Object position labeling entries
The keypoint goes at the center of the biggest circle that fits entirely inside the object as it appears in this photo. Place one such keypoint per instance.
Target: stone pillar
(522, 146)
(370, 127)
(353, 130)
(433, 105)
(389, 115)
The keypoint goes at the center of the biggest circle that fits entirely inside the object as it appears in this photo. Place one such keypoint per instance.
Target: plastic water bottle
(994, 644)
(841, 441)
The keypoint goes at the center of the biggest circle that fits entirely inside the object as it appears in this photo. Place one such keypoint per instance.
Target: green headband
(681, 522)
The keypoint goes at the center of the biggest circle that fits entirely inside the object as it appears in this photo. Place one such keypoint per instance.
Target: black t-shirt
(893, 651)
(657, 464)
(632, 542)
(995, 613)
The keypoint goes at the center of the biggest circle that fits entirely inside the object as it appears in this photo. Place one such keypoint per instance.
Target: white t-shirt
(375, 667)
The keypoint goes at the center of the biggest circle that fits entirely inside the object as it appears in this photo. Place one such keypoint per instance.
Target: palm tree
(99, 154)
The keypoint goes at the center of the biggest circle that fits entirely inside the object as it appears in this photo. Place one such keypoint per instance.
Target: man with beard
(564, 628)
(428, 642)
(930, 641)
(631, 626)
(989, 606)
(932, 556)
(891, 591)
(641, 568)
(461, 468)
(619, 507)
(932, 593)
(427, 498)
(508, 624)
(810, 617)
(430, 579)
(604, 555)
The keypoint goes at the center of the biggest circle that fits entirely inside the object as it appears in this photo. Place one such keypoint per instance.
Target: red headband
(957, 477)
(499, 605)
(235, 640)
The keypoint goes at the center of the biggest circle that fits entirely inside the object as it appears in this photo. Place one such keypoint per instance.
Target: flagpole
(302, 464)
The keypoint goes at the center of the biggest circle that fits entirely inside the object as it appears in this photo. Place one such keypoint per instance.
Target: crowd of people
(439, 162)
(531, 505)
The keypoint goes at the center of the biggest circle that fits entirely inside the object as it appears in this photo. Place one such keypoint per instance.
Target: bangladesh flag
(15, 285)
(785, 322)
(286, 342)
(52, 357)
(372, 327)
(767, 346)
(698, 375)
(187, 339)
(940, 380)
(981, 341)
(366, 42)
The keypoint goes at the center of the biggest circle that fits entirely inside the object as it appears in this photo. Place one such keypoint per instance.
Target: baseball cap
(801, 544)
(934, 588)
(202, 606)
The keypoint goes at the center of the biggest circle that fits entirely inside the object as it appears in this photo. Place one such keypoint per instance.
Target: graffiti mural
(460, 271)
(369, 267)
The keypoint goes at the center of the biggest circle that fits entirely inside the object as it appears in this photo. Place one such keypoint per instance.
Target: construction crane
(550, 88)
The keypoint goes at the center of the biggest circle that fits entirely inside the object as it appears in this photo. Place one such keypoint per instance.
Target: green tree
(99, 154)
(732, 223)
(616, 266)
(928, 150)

## What is being asked
Reproduce every record, matching each line exactly.

## Reply to the exercise
The keypoint goes at the center of the biggest circle that fits entirely inside the object as it appears in this photo. Place one such keypoint per instance.
Target: stone pillar
(522, 146)
(370, 127)
(353, 130)
(433, 105)
(389, 115)
The keypoint goes at the center of the biggest circle that fits entirely inside the object as it appears in this photo. Place one such keypoint per instance.
Target: plastic water bottle
(994, 644)
(841, 441)
The keypoint goes at the center of the biggest circle that fits entirely inside the object as it appears in this photo. Place one such keypoint per instance.
Target: green headband
(681, 522)
The keypoint goes at the center of the biggest circle that fits entirely inside the object as it appears in this photo. Place one such keypoint per instance.
Target: black t-shirt
(893, 651)
(657, 464)
(632, 542)
(995, 613)
The keypoint goes at the center of the biggest circle that fits entirely inside the object as it appears in this photo. Place one such keypoint per instance.
Target: white t-shirt
(375, 667)
The keypoint goes at the center of the biggest circle that fits entirely inside the object as it appears in this photo. Place one such keypoint per instance.
Target: palm tree
(99, 154)
The keypoint goes at the center of the biggest circle that fits entirely inside the object as it appears in this photo. Place one such keypoint per instance.
Target: man with beard
(564, 628)
(428, 642)
(930, 641)
(631, 626)
(989, 606)
(932, 556)
(891, 591)
(641, 568)
(461, 468)
(619, 507)
(932, 593)
(427, 498)
(508, 624)
(810, 617)
(430, 579)
(604, 555)
The keypoint goes at the center of the biggest circle that fits entirely inside the object as it appears in this photo. Place one such keypoint per instance.
Target: red headband
(957, 477)
(499, 605)
(235, 640)
The keypoint goes at the center of the biggest circle that fits entirely inside the object as it appears in this photo. Place one such keypoint per instance.
Target: flagpole
(302, 464)
The keypoint goes at the center of the biggest circle that fits entirely inside the object as it appears in this photo. Place one such keypoint per instance.
Target: crowd of people
(439, 162)
(531, 505)
The keypoint goes at the center of the biggest circle that fits entirely inside the object as it appears in this photo. Place one such keypoint per instance.
Target: bangladesh flag
(15, 285)
(785, 322)
(286, 342)
(52, 357)
(372, 327)
(767, 346)
(698, 375)
(187, 339)
(940, 380)
(981, 341)
(366, 42)
The keypoint goes at the center of the biggest circle that fits entirely inside the object as it appears in this photo. Place one such keypoint per instance.
Target: baseball cap
(801, 544)
(934, 588)
(202, 606)
The keypoint goes at the center of the biggest circle that fits entirely inside the object as it appears in this photo. Place one such keypoint per instance.
Target: graffiti mural
(460, 271)
(369, 267)
The keypoint goes at the center of the biggest circle that fits entirely inside the object as it appears in this photo. Place one such keypoint per instance.
Target: construction crane
(550, 88)
The keypoint goes at the center of the biggest circle that fits entirely inside the object as it appears in this photo. Place one such keypoint per instance.
Target: green tree
(99, 154)
(732, 223)
(616, 266)
(928, 150)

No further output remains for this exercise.